Natural language region descriptions:
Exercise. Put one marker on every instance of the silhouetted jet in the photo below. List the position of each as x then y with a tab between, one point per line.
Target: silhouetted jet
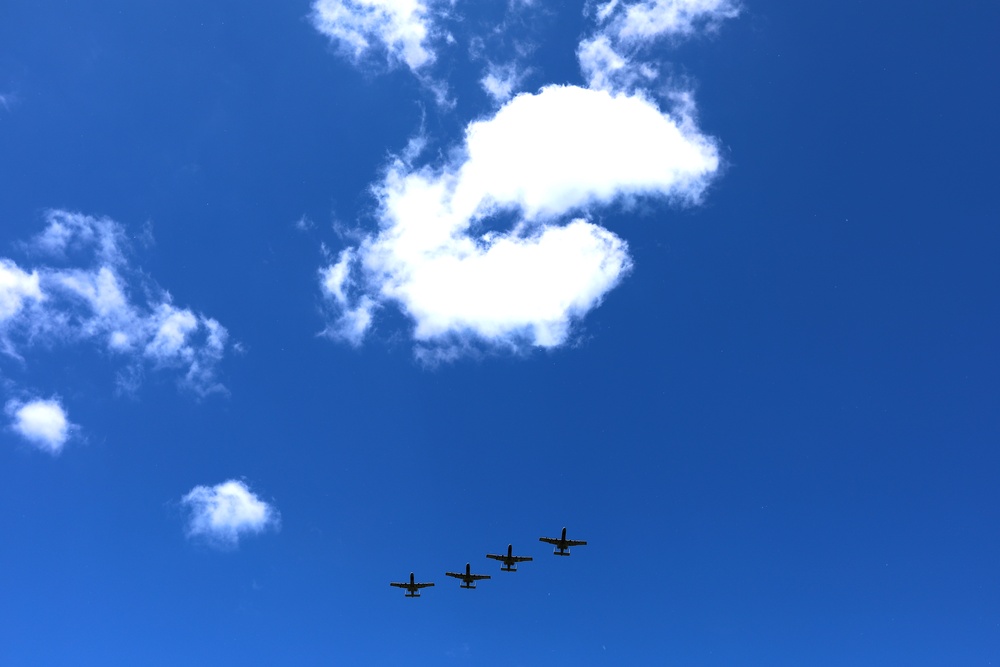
469	580
412	587
562	544
509	561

» What is expected: Without any pictures, please reproduce the full set of entries.

» Result of this task:
Exercise. Put one marker on every instance of the silhouetted jet in the photo below. List the position of each as x then y with a tab between, one point per line.
Target: silhouetted jet
469	580
412	587
562	544
509	561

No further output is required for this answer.